Task instructions:
a: Duplicate everything in the post on cutting back drinking from "I decided that" down to "honouring my commitments.".
b: According to the post on cutting back drinking, how long does a tallboy can of beer now normally take the writer to drink?

----- Text shown

I've always been interested in the ethics of the ancient Greeks and enlightenment philosophies and, in my work on IQ research, I've met and worked with people who actually walk the talk, I mean, besides my parents and grandparents (well, I have my mom's temper). I was surrounded by love before I had to go to school. But the consonant theme has always been the principles of moderation and seeking balance. -Inuit philosophy is very much akin to Daoist philosophy in that respect.
I decided that I want to try something else regarding my struggles with alcohol and mindlessly allowing people of questionable character (including myself) to live rent-free in my almost constant monkey mind.
I've sworn off my beloved Irish and Canadian whiskeys and my as hitherto unchallenged, very strong desire to achieve oblivion at any cost. Believe me, my unexamined life style has costed me a lot. I'm now starting to set limits, boundaries, and making deliberate plans to living my days reasonably: no more resumption of drinking even when I wake up from a fitful sleep; drinking only beer but only after putting in a good day's work and honouring my commitments.
Over the last three weeks or so, I've not gotten drunk at all (and most times, I've been able to stop drinking even without getting a beer buzz) because I'm now mindfully pacing my consumption. A tallboy can of beer (a pint) now normally lasts me a couple of hours to drink. The whole point is not to get drunk but rather try and keep my physical cravings for alcohol at bay.
I feel empowered for the first time because I'm not being forced by circumstance and/or people to control my drinking. We all have an inborn need for self -actualization and -determination. Even despite myself, I've always been able to cultivate and celebrate my talents largely without the need to boast about them (always been interested to see how far I can take them), but the notions, and realization, of self determination is something almost completely a novel thing for me.
I may stumble and fall sometimes (and I've had a couple of episodes of trying days and mood swings already since making my decision), but that doesn't mean I ought to viscerally and immediately react to them and destroy my resolve to stick to my program in the process.
I feel hopeful.
Tuesday, December 27, 2022
a bit of a religious twist
I'm a believer in the Gematria of the Hebrew script and equi-distancing it into rows and columns of matrices that are allowed to commute and rearrange until something sensible comes along. -spoiler alert: Hitler is in there. so, is Wilbert.

----------
----- Information supplied

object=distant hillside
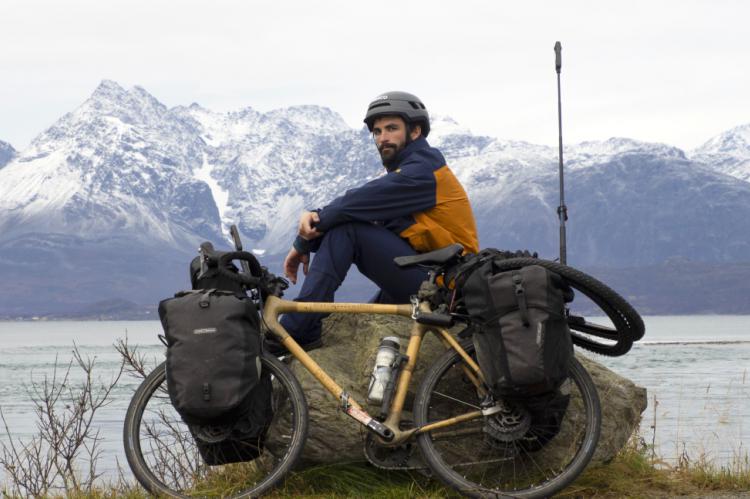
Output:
[0,81,750,316]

----------

Responses per task:
a:
I decided that I want to try something else regarding my struggles with alcohol and mindlessly allowing people of questionable character (including myself) to live rent-free in my almost constant monkey mind.
I've sworn off my beloved Irish and Canadian whiskeys and my as hitherto unchallenged, very strong desire to achieve oblivion at any cost. Believe me, my unexamined life style has costed me a lot. I'm now starting to set limits, boundaries, and making deliberate plans to living my days reasonably: no more resumption of drinking even when I wake up from a fitful sleep; drinking only beer but only after putting in a good day's work and honouring my commitments.

b: A couple of hours.